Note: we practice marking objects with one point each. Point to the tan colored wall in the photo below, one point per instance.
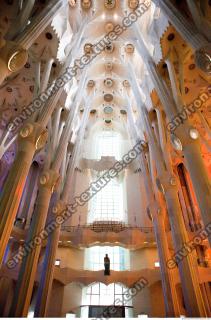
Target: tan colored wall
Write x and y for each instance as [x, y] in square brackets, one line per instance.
[149, 301]
[143, 258]
[71, 258]
[72, 299]
[56, 300]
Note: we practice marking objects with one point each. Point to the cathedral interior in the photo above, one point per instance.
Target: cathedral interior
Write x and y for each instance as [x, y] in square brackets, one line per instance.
[105, 158]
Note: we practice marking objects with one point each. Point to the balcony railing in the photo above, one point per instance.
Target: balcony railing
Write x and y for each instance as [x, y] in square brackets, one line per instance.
[107, 226]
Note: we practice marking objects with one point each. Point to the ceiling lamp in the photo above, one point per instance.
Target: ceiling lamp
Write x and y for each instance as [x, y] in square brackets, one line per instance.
[108, 121]
[108, 97]
[126, 84]
[133, 4]
[109, 4]
[108, 82]
[72, 3]
[91, 84]
[129, 48]
[177, 144]
[108, 110]
[88, 48]
[86, 4]
[109, 48]
[17, 59]
[109, 27]
[109, 66]
[194, 134]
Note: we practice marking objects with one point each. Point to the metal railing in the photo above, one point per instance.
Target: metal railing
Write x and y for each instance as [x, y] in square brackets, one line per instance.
[107, 226]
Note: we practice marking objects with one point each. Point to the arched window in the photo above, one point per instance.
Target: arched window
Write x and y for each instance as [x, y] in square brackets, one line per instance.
[119, 258]
[108, 204]
[99, 294]
[107, 143]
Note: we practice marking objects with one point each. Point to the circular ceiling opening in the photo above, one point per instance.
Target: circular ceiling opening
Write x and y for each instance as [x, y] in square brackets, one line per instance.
[108, 97]
[108, 110]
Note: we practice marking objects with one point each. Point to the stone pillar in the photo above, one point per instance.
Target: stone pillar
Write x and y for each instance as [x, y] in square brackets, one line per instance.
[12, 58]
[46, 281]
[32, 137]
[187, 265]
[27, 273]
[189, 33]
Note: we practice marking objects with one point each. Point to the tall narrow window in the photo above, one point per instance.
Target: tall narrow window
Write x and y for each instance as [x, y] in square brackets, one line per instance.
[108, 203]
[119, 258]
[107, 143]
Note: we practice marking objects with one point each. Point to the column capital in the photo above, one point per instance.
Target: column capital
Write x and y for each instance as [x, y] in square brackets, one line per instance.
[12, 58]
[167, 181]
[34, 134]
[59, 207]
[50, 179]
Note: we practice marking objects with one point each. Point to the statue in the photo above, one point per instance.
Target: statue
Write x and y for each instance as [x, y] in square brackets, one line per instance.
[106, 265]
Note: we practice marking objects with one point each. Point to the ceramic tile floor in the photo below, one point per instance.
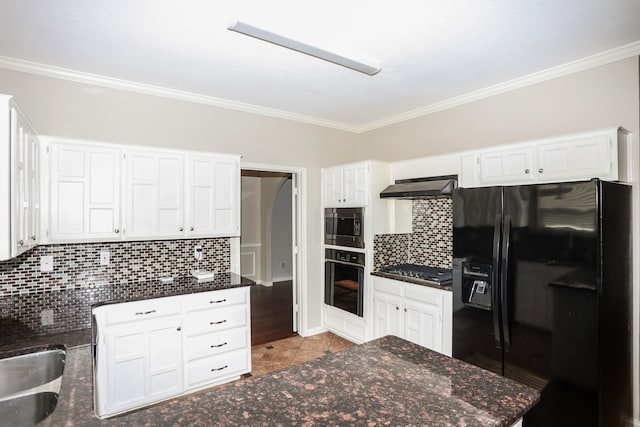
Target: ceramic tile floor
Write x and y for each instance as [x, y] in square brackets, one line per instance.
[291, 351]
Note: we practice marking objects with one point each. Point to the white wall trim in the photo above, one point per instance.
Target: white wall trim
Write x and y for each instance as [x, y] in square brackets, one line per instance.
[314, 331]
[602, 58]
[23, 66]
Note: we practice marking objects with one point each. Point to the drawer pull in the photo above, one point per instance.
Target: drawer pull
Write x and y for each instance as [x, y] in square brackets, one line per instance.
[218, 345]
[139, 313]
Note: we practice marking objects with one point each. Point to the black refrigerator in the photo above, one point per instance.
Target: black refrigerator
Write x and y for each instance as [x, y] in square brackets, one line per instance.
[542, 295]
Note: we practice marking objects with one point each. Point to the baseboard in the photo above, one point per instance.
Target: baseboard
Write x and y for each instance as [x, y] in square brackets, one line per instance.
[313, 331]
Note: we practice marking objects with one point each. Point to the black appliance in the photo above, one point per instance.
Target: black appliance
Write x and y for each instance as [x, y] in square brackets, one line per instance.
[343, 280]
[421, 188]
[343, 227]
[542, 295]
[417, 273]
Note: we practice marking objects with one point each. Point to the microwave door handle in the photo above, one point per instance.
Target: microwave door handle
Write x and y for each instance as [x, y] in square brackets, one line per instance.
[495, 281]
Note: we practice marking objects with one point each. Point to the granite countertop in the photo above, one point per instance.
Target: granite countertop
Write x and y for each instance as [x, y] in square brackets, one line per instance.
[388, 381]
[16, 335]
[181, 286]
[399, 278]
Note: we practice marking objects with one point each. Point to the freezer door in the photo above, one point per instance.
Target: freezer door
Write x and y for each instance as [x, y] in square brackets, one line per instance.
[477, 223]
[550, 263]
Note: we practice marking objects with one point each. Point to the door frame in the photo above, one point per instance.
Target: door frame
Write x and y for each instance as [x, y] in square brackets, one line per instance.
[299, 235]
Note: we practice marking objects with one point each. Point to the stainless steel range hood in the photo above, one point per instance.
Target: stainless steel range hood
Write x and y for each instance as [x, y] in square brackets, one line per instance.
[421, 188]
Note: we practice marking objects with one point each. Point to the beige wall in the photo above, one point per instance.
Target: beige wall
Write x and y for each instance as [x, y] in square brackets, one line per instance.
[68, 109]
[600, 97]
[606, 96]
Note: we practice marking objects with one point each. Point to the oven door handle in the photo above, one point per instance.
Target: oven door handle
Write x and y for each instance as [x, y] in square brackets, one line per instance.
[351, 264]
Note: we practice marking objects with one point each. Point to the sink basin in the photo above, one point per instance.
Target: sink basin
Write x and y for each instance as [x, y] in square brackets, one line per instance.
[30, 385]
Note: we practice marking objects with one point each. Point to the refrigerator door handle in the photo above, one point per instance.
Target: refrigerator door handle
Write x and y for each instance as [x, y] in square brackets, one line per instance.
[504, 277]
[495, 282]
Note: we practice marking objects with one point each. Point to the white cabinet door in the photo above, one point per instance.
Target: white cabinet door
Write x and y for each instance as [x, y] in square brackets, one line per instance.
[386, 315]
[34, 190]
[155, 189]
[20, 183]
[577, 158]
[332, 187]
[507, 166]
[355, 185]
[213, 189]
[423, 324]
[144, 363]
[85, 192]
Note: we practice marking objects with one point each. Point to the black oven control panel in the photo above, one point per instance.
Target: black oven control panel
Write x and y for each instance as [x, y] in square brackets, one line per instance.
[345, 256]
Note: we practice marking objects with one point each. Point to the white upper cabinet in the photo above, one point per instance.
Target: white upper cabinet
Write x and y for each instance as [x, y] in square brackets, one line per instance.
[19, 183]
[85, 191]
[212, 192]
[345, 186]
[580, 158]
[598, 154]
[507, 166]
[154, 203]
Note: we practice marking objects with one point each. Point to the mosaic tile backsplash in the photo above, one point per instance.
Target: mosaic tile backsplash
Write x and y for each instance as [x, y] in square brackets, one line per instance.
[78, 280]
[431, 242]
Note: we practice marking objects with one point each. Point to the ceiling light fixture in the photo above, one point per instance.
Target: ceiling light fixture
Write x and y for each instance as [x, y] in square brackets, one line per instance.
[298, 46]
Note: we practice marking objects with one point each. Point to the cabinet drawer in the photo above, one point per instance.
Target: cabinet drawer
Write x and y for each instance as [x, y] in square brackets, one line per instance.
[216, 320]
[389, 286]
[214, 299]
[215, 343]
[139, 310]
[423, 294]
[212, 369]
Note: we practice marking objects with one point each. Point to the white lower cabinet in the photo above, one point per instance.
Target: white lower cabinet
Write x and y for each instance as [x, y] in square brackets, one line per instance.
[419, 314]
[148, 351]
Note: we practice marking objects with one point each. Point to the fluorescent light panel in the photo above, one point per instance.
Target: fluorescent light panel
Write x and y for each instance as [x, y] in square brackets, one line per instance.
[277, 39]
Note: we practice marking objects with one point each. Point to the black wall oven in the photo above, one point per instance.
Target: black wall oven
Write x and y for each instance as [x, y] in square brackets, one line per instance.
[343, 280]
[343, 227]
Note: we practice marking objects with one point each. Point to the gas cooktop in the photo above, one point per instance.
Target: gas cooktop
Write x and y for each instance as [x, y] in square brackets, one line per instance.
[417, 273]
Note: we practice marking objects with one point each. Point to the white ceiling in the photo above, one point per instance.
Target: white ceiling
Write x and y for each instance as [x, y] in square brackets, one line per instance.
[430, 51]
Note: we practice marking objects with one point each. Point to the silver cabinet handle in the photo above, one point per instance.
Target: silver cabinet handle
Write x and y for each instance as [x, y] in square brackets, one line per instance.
[218, 345]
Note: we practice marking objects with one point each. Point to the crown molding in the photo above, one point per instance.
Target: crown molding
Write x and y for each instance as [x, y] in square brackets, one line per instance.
[20, 65]
[602, 58]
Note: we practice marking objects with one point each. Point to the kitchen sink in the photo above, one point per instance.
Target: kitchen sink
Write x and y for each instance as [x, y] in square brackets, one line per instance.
[30, 385]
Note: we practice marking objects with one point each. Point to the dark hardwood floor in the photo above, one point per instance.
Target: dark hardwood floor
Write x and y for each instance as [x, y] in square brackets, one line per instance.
[271, 312]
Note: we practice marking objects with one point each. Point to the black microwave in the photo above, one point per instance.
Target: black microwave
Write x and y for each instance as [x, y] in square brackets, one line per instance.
[343, 227]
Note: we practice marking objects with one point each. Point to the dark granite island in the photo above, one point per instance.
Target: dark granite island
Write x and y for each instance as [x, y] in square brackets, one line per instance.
[388, 381]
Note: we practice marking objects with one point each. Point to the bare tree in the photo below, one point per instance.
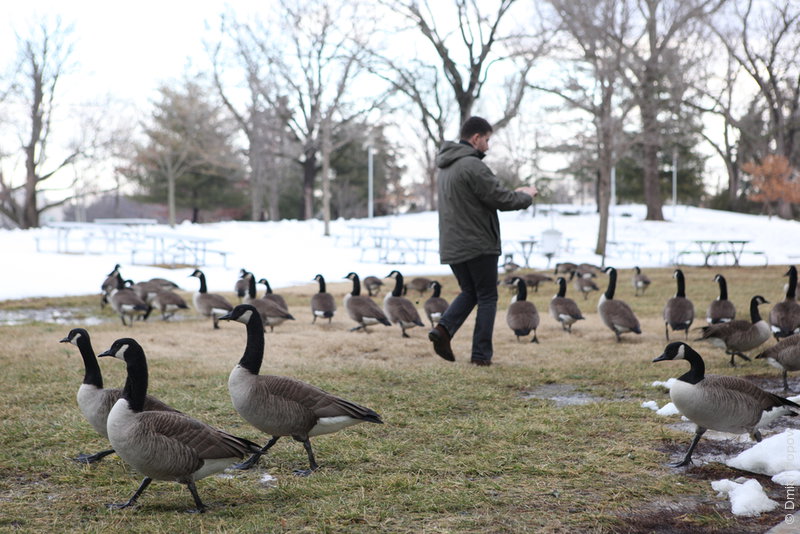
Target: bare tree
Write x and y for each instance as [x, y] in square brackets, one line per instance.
[763, 38]
[44, 57]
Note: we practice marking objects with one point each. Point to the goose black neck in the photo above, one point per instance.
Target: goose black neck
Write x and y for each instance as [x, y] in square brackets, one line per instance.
[562, 288]
[791, 291]
[754, 315]
[723, 288]
[203, 287]
[522, 290]
[135, 388]
[254, 350]
[356, 286]
[437, 290]
[698, 370]
[398, 285]
[92, 375]
[612, 284]
[681, 284]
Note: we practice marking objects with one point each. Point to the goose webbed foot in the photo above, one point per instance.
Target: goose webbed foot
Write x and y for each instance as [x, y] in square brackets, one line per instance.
[83, 458]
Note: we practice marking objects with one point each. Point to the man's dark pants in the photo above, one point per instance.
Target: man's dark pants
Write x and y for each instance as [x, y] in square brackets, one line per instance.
[477, 279]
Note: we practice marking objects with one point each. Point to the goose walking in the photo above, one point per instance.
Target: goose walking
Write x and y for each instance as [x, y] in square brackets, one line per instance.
[435, 306]
[737, 337]
[167, 446]
[784, 317]
[283, 406]
[322, 303]
[209, 304]
[564, 309]
[721, 310]
[722, 403]
[398, 309]
[785, 355]
[640, 282]
[678, 311]
[522, 316]
[361, 309]
[95, 401]
[615, 313]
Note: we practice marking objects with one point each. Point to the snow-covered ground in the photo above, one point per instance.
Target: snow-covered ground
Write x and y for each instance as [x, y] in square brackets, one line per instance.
[292, 252]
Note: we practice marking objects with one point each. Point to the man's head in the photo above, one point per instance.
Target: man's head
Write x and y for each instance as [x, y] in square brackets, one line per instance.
[477, 131]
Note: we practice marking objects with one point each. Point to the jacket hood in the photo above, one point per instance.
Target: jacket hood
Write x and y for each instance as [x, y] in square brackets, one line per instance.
[452, 152]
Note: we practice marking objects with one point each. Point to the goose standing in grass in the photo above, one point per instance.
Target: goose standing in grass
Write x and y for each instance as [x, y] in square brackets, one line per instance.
[168, 303]
[322, 303]
[616, 314]
[721, 310]
[737, 337]
[522, 316]
[209, 304]
[435, 306]
[283, 406]
[167, 446]
[398, 309]
[678, 311]
[240, 286]
[583, 284]
[269, 295]
[785, 355]
[785, 315]
[126, 302]
[722, 403]
[95, 401]
[373, 284]
[562, 308]
[272, 313]
[640, 282]
[361, 309]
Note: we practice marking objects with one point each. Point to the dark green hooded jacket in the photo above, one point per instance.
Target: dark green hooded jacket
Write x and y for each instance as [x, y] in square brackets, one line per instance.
[469, 197]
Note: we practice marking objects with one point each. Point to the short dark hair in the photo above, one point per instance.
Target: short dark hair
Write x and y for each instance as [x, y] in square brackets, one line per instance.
[475, 125]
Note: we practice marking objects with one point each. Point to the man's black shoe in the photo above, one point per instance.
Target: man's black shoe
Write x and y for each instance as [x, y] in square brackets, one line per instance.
[441, 343]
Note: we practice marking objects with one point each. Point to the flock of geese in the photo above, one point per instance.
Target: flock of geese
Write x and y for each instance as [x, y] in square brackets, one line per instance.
[165, 444]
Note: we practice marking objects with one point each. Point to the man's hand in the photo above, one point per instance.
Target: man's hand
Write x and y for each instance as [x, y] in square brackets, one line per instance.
[529, 189]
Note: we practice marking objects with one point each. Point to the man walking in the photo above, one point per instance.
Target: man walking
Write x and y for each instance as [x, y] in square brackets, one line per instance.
[469, 235]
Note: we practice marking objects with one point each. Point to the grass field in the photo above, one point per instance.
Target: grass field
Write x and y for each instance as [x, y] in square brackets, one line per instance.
[464, 449]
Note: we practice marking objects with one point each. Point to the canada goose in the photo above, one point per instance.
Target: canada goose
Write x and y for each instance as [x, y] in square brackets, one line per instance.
[322, 304]
[722, 403]
[399, 309]
[95, 401]
[127, 303]
[616, 314]
[583, 284]
[168, 302]
[522, 316]
[272, 313]
[564, 309]
[784, 355]
[240, 286]
[678, 311]
[209, 304]
[373, 283]
[785, 315]
[269, 295]
[738, 336]
[283, 406]
[721, 310]
[164, 445]
[640, 282]
[565, 267]
[361, 309]
[435, 306]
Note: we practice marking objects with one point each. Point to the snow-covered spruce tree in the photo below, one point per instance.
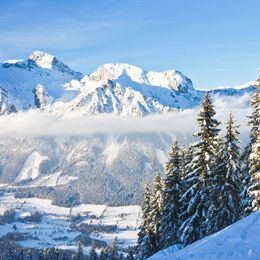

▶ Work item: Return every line of the material in which the word "railing" is found.

▶ Expected answer:
Note: we practice marking objects with one point each. Point to the balcony railing in the photo above, one point per instance.
Target: balcony railing
Note: we practice marking objects with one point each. Point to the metal railing in the photo above, one point per instance.
Target: metal railing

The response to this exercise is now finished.